Aim: Please rescale the part of the material that opens with the line containing "Point to the small" and runs through the end of the material, giving back only those lines, request included. Multiply every coordinate in the answers by 1.25 and round each to a whole number, with halves rounded up.

Records for the task:

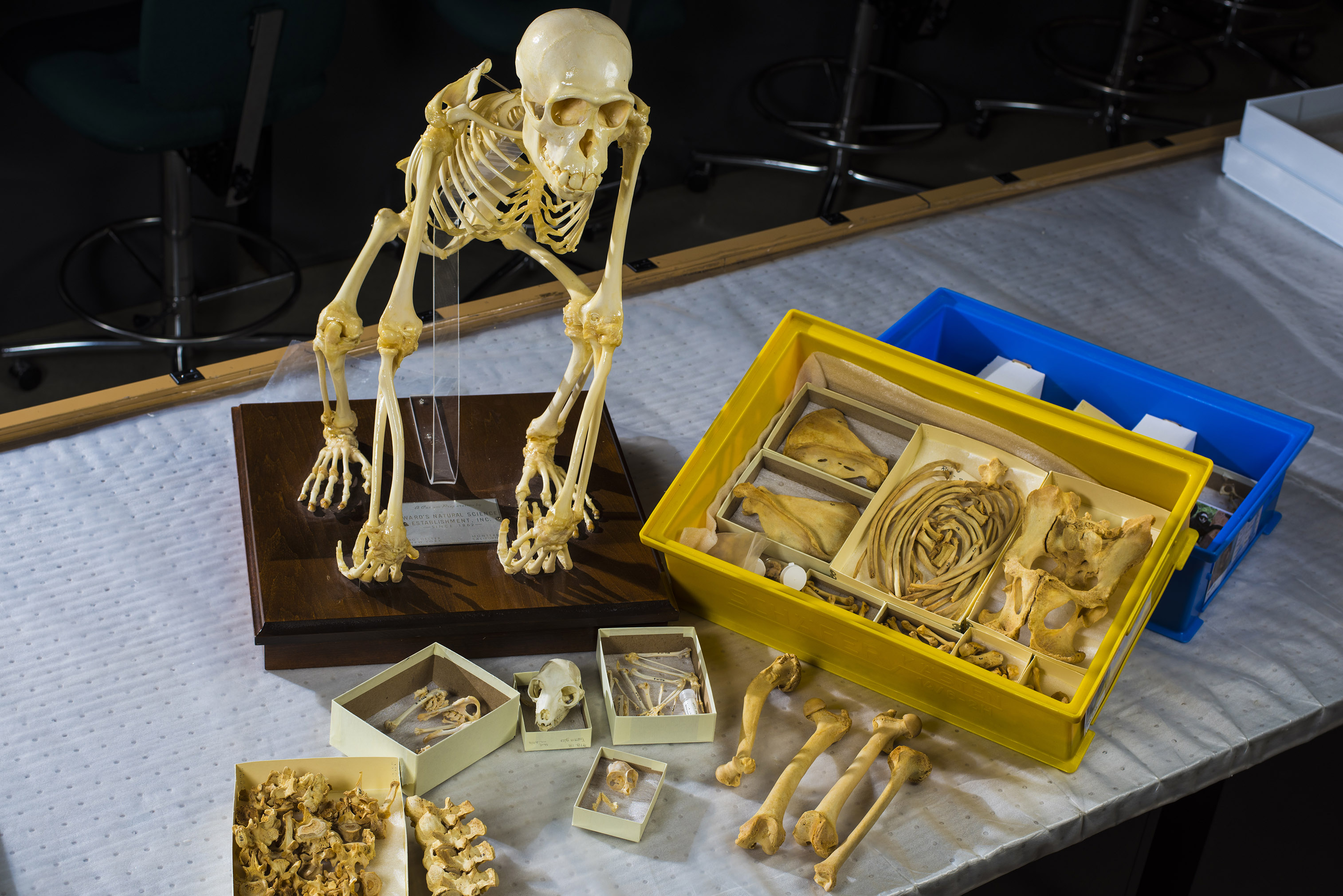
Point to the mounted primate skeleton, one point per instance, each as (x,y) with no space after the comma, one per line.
(471,179)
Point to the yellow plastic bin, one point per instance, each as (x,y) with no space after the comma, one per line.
(872,655)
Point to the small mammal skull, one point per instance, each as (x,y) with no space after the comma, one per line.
(622,777)
(555,689)
(575,68)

The response:
Point to the small mammal skull, one point per instance, each as (x,y) with no space after the comma, one per line.
(778,971)
(694,861)
(719,85)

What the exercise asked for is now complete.